(Study text begins)

Sharjeel Usmani, a former student of Aligarh Muslim University and  JNU is also in jail under the UAPA law.As per the Wire’s interview with him,when he was invited to speak at the Elgar Parishad event on January 30, 2021 in Pune, Usmani did not hesitate even for a moment before accepting. He was later charged with sedition for his speech at the Elgar Parishad. Sharjeel Usmani’s interview with the Wire is sparkling, full of self-respect and dignity, and needs to be quoted. “All my life, I’ve seen us being reduced to biriyani and kebab or qawwali at   best…. I am an Indian.I’m fighting for my fair share in Indian society…to save our dignity and self-respect as a community in India,” Usmani told the Wire.

VI) Punjab & Haryana : Farmers in Jail for Protesting agaist Farm Laws – Gurudwara Bangla Sahib honours Lawyers who obtained  their Bails.     

Here we are not concerned with Farmers’  issues as such but with the limited question  of how many farmers are there in jails as political prisoners and under what circumstances. On 3rd February, the Delhi Govt released a list of 115 people in different jails in Delhi, arrested by Delhi police in connection with the farmers’ protests, which the Delhi Chief Minister said will help people find family members.

Another source of information on jailed farmers, is freelance  journalist Mandeep Punia, who was arrested by the Delhi Police from the Singhu border on Sunday 31st January 2021 and released on bail on Wednesday, 3rd Februry.He said that it was a golden opportunity for him to report on the farmers incarcerated in Tihar jail, and as he did not have any paper or note book, he talked to the farmers and scribbled notes on his legs. He intends to prepare a detailed report.

The Sanyukta Kisan Morcha (SKM) which is in charge of the farmers’ protest informed that a total of 151 farmers were booked in FIRs, other than the one for Red Fort violence, and as on 13th March, 147 of them had been released on bail, however their main cases were pending. Till that day, only one farmer booked  from Punjab and three from Haryana remained to be released.  The SKM also informed that it had transferred Rs 2,000 each in the bank accounts of all the farmers lodged in jails.

(Study text ends)
(Given entries begins)

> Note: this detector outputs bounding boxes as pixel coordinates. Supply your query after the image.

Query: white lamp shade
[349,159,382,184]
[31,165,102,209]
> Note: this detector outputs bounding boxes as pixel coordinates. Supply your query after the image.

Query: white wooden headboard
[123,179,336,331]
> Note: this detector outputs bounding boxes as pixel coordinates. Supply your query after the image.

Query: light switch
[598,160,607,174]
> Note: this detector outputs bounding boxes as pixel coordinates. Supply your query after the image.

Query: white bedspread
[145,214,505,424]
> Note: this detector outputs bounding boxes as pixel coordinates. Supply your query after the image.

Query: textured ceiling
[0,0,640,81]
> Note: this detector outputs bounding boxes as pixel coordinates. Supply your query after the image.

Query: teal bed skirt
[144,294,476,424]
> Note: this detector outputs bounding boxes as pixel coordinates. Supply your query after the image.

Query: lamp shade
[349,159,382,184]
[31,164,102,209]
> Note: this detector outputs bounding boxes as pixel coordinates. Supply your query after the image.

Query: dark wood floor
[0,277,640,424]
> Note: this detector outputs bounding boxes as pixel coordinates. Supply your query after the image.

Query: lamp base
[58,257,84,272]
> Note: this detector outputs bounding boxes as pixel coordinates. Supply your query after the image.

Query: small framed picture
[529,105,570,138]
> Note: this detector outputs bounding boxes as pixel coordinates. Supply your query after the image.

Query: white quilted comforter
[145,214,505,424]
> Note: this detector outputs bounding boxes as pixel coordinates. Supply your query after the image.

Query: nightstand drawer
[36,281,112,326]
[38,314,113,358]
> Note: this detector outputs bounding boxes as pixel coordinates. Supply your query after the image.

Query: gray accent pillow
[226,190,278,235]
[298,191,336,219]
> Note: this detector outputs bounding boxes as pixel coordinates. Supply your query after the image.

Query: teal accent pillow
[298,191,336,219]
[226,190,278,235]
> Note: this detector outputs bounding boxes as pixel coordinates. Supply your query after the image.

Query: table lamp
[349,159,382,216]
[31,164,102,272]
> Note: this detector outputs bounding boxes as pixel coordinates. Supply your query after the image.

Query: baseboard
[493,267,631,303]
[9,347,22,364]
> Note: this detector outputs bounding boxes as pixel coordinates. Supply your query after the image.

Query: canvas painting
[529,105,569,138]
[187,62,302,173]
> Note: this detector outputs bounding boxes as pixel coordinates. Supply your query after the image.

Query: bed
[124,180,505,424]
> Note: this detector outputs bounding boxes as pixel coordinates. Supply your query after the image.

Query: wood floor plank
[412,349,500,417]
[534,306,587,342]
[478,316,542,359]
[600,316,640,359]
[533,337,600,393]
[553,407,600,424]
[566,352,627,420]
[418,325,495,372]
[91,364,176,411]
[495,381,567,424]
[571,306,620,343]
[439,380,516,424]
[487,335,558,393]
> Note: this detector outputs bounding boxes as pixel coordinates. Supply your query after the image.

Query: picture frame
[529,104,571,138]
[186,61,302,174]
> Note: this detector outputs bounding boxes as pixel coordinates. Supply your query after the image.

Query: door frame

(Given entries ends)

▶ _Things to do_:
1. Reproduce the stretch of the political prisoners passage from "Here we are" through "find family members.", swapping "Delhi Govt" for "Delhi Government".
2. Extend the political prisoners passage, beginning after its final sentence.
The listing is separate material and has no connection to the passage on political prisoners.

▶ _Responses per task_:
1.
Here we are not concerned with Farmers’  issues as such but with the limited question  of how many farmers are there in jails as political prisoners and under what circumstances. On 3rd February, the Delhi Government released a list of 115 people in different jails in Delhi, arrested by Delhi police in connection with the farmers’ protests, which the Delhi Chief Minister said will help people find family members.

2.
The fourth source of information, a surprising one, was the live video showing the programme at Sri Gurudwara Bangla Sahib on the evening of Sunday the 28th of March. This live programme was organized by the Delhi Gurudwara Prabandhak Committee (DGPC) to honour all the Advocates who had participated in the work and selfless service to provide free legal aid like bail, etc. to more than a  hundred struggling, innocent farmers who had been wrongly arrested during the Farmers’ protest movement. This programme was screened live all over the world – from India to USA , Australia, New Zealand, Canada, Asia, Africa and Europe. All the lawyer-participants were honoured with Saropas and Certificates of Participation. By collating information from all these four sources, it will be possible to have a correct assessment of the numbers of farmers arrested and their status/ condition.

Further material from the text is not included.